What to do -
Can you write out all of the records below word for word, leaving the pictures out?

[Records from a collection]
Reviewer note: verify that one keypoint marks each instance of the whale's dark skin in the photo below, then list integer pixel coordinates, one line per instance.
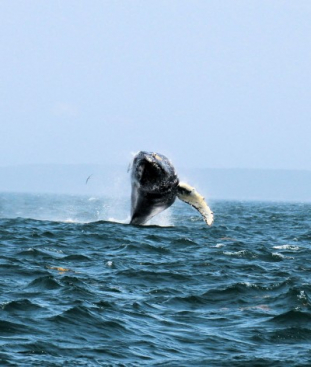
(154, 186)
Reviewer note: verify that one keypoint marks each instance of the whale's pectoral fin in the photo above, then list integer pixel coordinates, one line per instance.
(190, 196)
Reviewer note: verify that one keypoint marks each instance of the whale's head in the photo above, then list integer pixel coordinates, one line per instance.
(154, 186)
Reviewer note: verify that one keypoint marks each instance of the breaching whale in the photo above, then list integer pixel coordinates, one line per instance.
(155, 186)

Final answer -
Reviewer note: verify that one keypoint marks each instance of the whale's dark skin in the photo below, then list integer pixel coordinates, one line per instance.
(154, 186)
Reviewer note: verify that one keypoint marks each instance of the whale's pectoral fin in the photo above, then list integer pixel coordinates, one line per instance.
(190, 196)
Reviewer note: verify that one keypoint marks each instance of the whale's head in the photo above, then list integer pixel coordinates, one line per instance.
(154, 186)
Reviewer note: verify that one keypoint marks each instance of the breaching whale in the photo above, then list integer pixel coordinates, one line per instance.
(155, 186)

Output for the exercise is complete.